Pick out every line in the data below that contains the word "rower", and copy each such line in full.

# [MATERIAL SUPPLIED]
###

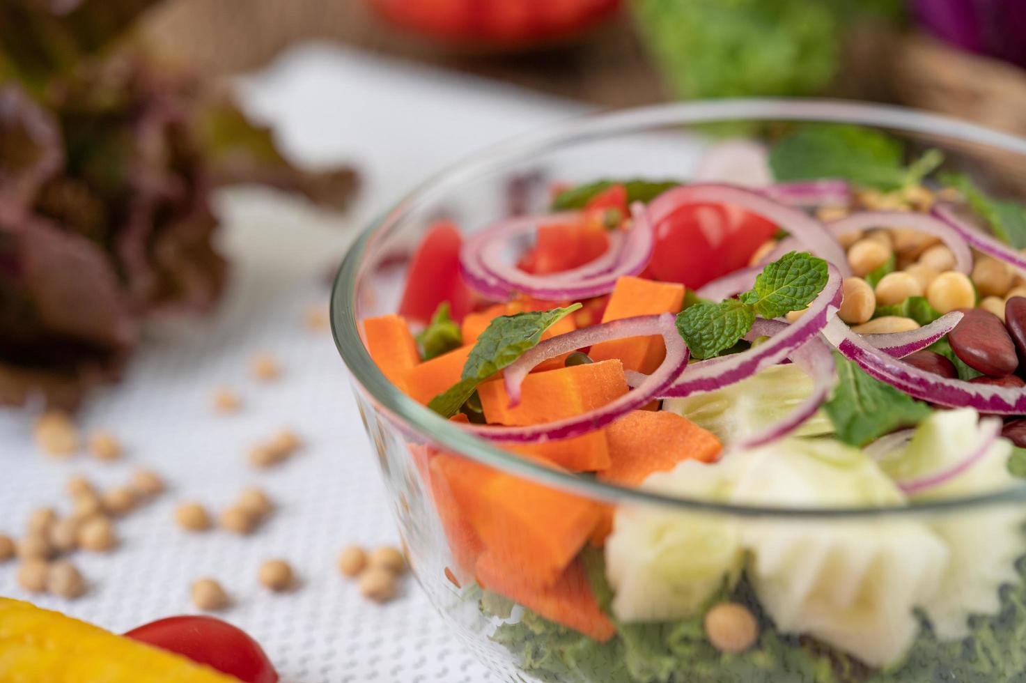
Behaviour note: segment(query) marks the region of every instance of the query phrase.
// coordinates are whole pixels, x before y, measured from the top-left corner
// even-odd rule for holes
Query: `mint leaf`
[[[762,317],[780,317],[806,307],[826,283],[826,261],[804,252],[790,252],[766,264],[755,278],[755,287],[742,294],[741,301]]]
[[[905,167],[902,143],[870,128],[846,124],[811,124],[795,128],[770,150],[778,181],[840,178],[856,185],[896,190],[919,182],[944,159],[929,150]]]
[[[711,358],[744,337],[755,322],[755,311],[737,299],[702,302],[677,315],[677,332],[696,358]]]
[[[449,303],[438,304],[431,322],[421,334],[417,335],[417,343],[421,347],[421,357],[430,361],[442,353],[463,346],[463,332],[460,325],[449,315]]]
[[[916,424],[931,409],[890,384],[873,379],[855,363],[835,354],[837,385],[823,404],[837,439],[862,448],[899,427]]]
[[[588,201],[599,192],[607,190],[611,185],[623,185],[627,190],[627,203],[641,201],[648,203],[667,190],[680,185],[672,180],[601,180],[587,185],[578,185],[563,190],[552,200],[553,211],[569,211],[584,208]]]
[[[463,367],[460,381],[431,400],[428,408],[442,417],[452,417],[467,403],[477,385],[538,345],[542,334],[560,319],[581,308],[573,304],[565,308],[528,311],[516,315],[500,315],[477,338]]]
[[[1016,201],[991,198],[964,174],[944,174],[941,182],[961,192],[965,203],[987,222],[995,237],[1015,249],[1026,246],[1026,207]]]

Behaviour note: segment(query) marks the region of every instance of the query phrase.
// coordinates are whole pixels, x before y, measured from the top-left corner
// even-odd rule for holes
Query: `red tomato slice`
[[[243,683],[277,683],[267,654],[244,631],[212,616],[169,616],[125,634],[234,676]]]
[[[748,265],[777,227],[758,216],[721,204],[684,204],[656,225],[648,272],[689,289]]]
[[[449,314],[460,321],[474,307],[474,296],[460,277],[463,235],[450,221],[439,221],[428,229],[417,248],[406,275],[406,290],[399,314],[428,322],[443,301]]]

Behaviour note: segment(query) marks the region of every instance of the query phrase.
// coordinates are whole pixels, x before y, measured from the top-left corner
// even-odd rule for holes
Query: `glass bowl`
[[[392,385],[361,341],[359,320],[396,310],[405,262],[432,221],[450,218],[471,232],[542,212],[553,181],[687,180],[723,135],[759,139],[797,121],[885,130],[941,149],[949,167],[989,189],[1024,193],[1026,141],[970,123],[829,101],[673,104],[567,121],[485,150],[404,197],[347,255],[332,331],[410,566],[501,680],[1026,681],[1022,487],[872,508],[756,507],[622,488],[464,432]],[[627,553],[616,569],[581,531],[582,519],[614,511],[620,557],[625,543],[637,548],[636,561]],[[680,529],[688,531],[677,539]],[[741,549],[732,540],[740,537],[765,552]],[[582,548],[573,562],[567,547]],[[552,566],[566,568],[556,575]],[[928,583],[932,597],[916,598]],[[776,596],[772,610],[758,591]],[[701,607],[663,616],[664,603],[692,593],[704,596]],[[620,618],[616,601],[627,594],[648,616]],[[748,611],[714,612],[724,600]],[[741,647],[732,639],[748,647],[732,653]]]

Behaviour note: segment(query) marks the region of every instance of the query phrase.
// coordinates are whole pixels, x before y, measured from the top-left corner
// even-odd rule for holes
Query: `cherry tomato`
[[[460,321],[474,307],[474,295],[460,276],[460,248],[463,235],[449,221],[431,226],[417,248],[406,275],[406,290],[399,314],[428,322],[443,301],[449,315]]]
[[[212,616],[169,616],[125,634],[234,676],[243,683],[277,683],[267,654],[244,631]]]
[[[647,271],[656,278],[698,289],[748,265],[777,231],[770,221],[737,206],[684,204],[656,225]]]

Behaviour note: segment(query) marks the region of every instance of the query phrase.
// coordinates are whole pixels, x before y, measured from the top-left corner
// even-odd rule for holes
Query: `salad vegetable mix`
[[[778,132],[781,132],[778,130]],[[1026,680],[1026,210],[847,125],[433,226],[371,358],[614,506],[410,445],[490,637],[551,681]],[[511,254],[515,256],[511,257]],[[912,511],[912,510],[910,510]]]

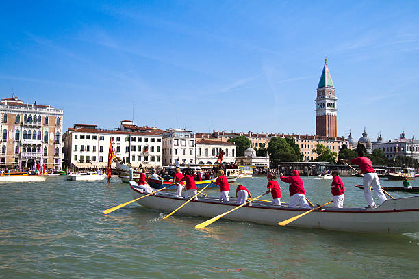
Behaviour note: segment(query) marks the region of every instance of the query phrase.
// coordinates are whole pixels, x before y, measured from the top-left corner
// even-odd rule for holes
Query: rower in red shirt
[[[247,197],[252,197],[249,190],[242,185],[240,185],[236,188],[236,196],[238,204],[244,204],[247,201]]]
[[[333,205],[335,207],[342,208],[343,202],[345,199],[345,186],[340,177],[339,177],[339,174],[338,170],[332,171],[333,180],[331,184],[331,191],[332,195],[333,195]]]
[[[305,190],[304,190],[304,183],[299,176],[300,172],[298,170],[292,171],[292,176],[285,177],[281,174],[279,178],[283,181],[290,183],[290,207],[295,207],[298,204],[302,207],[310,207],[305,200]]]
[[[272,205],[281,205],[281,197],[282,194],[281,193],[281,187],[278,182],[277,182],[277,176],[273,174],[270,174],[268,175],[268,185],[266,187],[268,188],[268,191],[265,194],[271,193],[272,194],[272,202],[270,202]],[[265,194],[264,194],[264,195]]]
[[[187,193],[185,196],[186,198],[191,198],[196,194],[198,188],[196,187],[196,183],[195,183],[194,176],[190,174],[190,170],[186,170],[186,174],[182,178],[182,181],[185,181],[186,183]],[[198,198],[195,197],[194,200],[196,200]]]
[[[226,202],[229,201],[229,193],[230,193],[230,185],[229,185],[227,177],[224,175],[224,170],[218,170],[218,178],[214,184],[220,186],[220,191],[221,191],[220,200]]]
[[[173,180],[172,181],[172,185],[176,184],[176,195],[182,196],[182,190],[183,189],[183,174],[181,172],[179,168],[175,169],[176,172],[173,175]]]

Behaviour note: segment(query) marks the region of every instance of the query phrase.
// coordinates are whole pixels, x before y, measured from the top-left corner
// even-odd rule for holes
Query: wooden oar
[[[262,195],[259,195],[259,196],[257,196],[257,197],[256,197],[256,198],[255,198],[256,199],[256,198],[260,198],[260,197],[262,197],[262,196],[264,196],[265,194],[266,194],[266,193],[264,193],[264,194],[262,194]],[[219,215],[217,215],[217,216],[216,216],[216,217],[212,217],[212,218],[210,219],[209,220],[207,220],[207,221],[205,221],[205,222],[203,222],[202,223],[199,224],[197,224],[196,226],[195,226],[195,228],[205,228],[205,227],[206,227],[207,226],[209,226],[209,225],[212,224],[212,223],[214,223],[214,222],[216,222],[216,220],[218,220],[218,219],[221,219],[221,218],[223,218],[223,217],[224,216],[225,216],[226,215],[227,215],[227,214],[229,214],[229,213],[231,213],[231,212],[234,211],[235,211],[235,210],[236,210],[236,209],[240,209],[240,207],[242,207],[245,206],[246,204],[249,204],[249,202],[251,202],[251,200],[249,200],[249,201],[248,201],[248,202],[245,202],[245,203],[244,203],[244,204],[242,204],[239,205],[238,207],[236,207],[233,208],[233,209],[231,209],[231,210],[228,211],[227,212],[225,212],[224,213],[223,213],[223,214],[220,214]]]
[[[111,213],[111,212],[112,212],[112,211],[116,211],[116,209],[120,209],[121,207],[124,207],[125,205],[128,205],[128,204],[129,204],[130,203],[132,203],[132,202],[136,202],[136,201],[137,201],[137,200],[140,200],[140,199],[142,199],[142,198],[145,198],[145,197],[147,197],[147,196],[150,196],[150,195],[153,194],[154,193],[157,193],[157,192],[158,192],[158,191],[160,191],[164,190],[164,189],[165,189],[166,188],[167,188],[167,187],[165,187],[164,188],[160,189],[158,189],[158,190],[157,190],[157,191],[153,191],[153,192],[151,192],[151,193],[150,193],[150,194],[147,194],[147,195],[145,195],[145,196],[142,196],[142,197],[140,197],[140,198],[136,198],[135,200],[131,200],[131,201],[130,201],[130,202],[125,202],[125,203],[123,203],[123,204],[122,204],[117,205],[116,207],[112,207],[112,208],[111,208],[111,209],[104,210],[104,211],[103,211],[103,214],[107,214],[107,213]]]
[[[287,219],[286,220],[284,220],[284,221],[280,222],[279,223],[278,223],[278,224],[279,224],[279,225],[280,225],[280,226],[286,226],[287,224],[288,224],[291,223],[291,222],[293,222],[293,221],[296,220],[297,219],[300,218],[301,217],[303,217],[303,216],[304,216],[305,215],[308,214],[308,213],[309,213],[310,212],[312,212],[312,211],[314,211],[314,210],[316,210],[316,209],[320,209],[320,207],[324,207],[324,206],[325,206],[325,205],[327,205],[327,204],[329,204],[329,203],[333,202],[333,200],[331,200],[331,201],[330,201],[330,202],[326,202],[325,204],[322,204],[322,205],[320,205],[320,206],[319,206],[319,207],[314,207],[313,209],[310,209],[310,210],[309,210],[308,211],[305,211],[305,213],[303,213],[303,214],[300,214],[299,215],[296,215],[296,216],[293,217],[292,217],[292,218]]]
[[[178,210],[179,210],[180,209],[181,209],[183,206],[186,205],[186,204],[189,202],[190,202],[192,199],[195,198],[195,197],[198,195],[199,195],[200,194],[202,193],[202,191],[203,190],[205,190],[208,186],[210,186],[211,185],[211,183],[208,184],[207,186],[204,187],[202,190],[199,191],[198,193],[195,194],[191,198],[190,198],[189,200],[188,200],[188,201],[186,202],[185,202],[184,204],[183,204],[182,205],[181,205],[180,207],[179,207],[178,208],[177,208],[176,209],[175,209],[173,211],[170,212],[168,215],[164,216],[163,217],[163,219],[167,219],[169,217],[170,217],[172,215],[172,214],[173,214],[174,213],[175,213],[176,211],[177,211]]]

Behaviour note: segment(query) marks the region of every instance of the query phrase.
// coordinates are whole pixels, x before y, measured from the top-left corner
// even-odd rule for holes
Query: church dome
[[[252,148],[251,146],[244,150],[244,156],[245,157],[256,157],[256,150]]]
[[[352,135],[351,135],[351,132],[349,132],[349,136],[346,139],[346,141],[348,141],[348,142],[349,143],[350,146],[357,146],[357,141],[353,139],[353,137],[352,137]]]
[[[364,129],[364,133],[362,133],[362,137],[358,140],[358,144],[363,144],[367,149],[372,148],[372,143],[368,137],[368,134],[365,131],[365,128]]]

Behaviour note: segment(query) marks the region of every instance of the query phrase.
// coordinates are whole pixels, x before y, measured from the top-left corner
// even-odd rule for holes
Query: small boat
[[[96,172],[84,172],[78,174],[70,173],[67,176],[67,180],[71,181],[100,181],[103,180],[106,175],[97,174]]]
[[[356,185],[355,187],[364,189],[364,185]],[[388,191],[403,191],[406,193],[419,193],[419,187],[413,187],[411,188],[405,188],[403,187],[389,187],[381,186],[381,189]]]
[[[129,185],[134,198],[146,194],[137,187],[136,182]],[[188,199],[174,193],[158,192],[137,200],[140,205],[166,212],[171,212]],[[181,208],[180,214],[211,218],[238,206],[237,200],[221,202],[214,197],[199,197]],[[224,217],[238,222],[251,222],[277,226],[277,223],[295,217],[313,208],[288,207],[270,205],[268,202],[254,201]],[[322,228],[357,232],[405,233],[419,231],[419,196],[388,200],[375,209],[325,207],[290,223],[288,226]]]
[[[10,172],[0,174],[0,183],[2,182],[39,182],[45,181],[47,176],[43,175],[29,175],[26,172]]]

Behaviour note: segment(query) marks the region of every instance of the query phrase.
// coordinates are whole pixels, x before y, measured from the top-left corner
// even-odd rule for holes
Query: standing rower
[[[281,174],[279,178],[288,183],[290,183],[290,207],[295,207],[298,204],[302,207],[310,207],[305,200],[305,190],[304,189],[304,183],[299,176],[300,172],[298,170],[292,171],[292,176],[285,177]]]

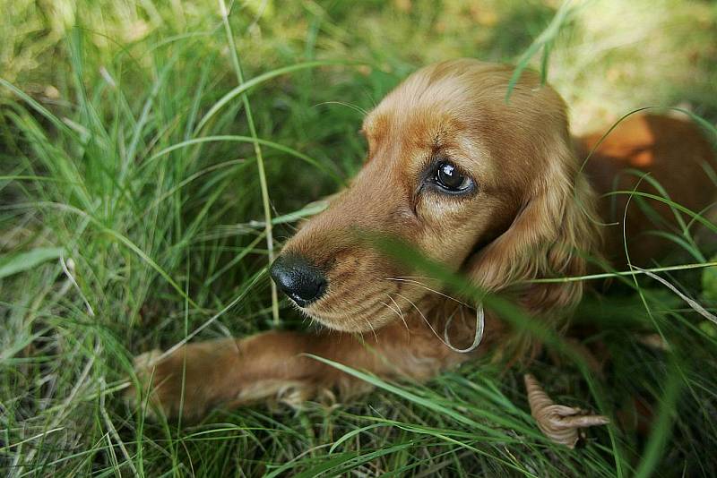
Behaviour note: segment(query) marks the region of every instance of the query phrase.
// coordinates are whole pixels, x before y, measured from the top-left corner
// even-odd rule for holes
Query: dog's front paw
[[[160,350],[140,354],[134,359],[137,381],[125,395],[131,406],[142,408],[152,419],[196,417],[204,411],[197,393],[197,377],[190,366],[191,353],[175,353],[162,358]],[[191,351],[189,351],[191,352]]]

###

# [EXERCISE SOLUTION]
Query: rower in red shirt
Query: standing rower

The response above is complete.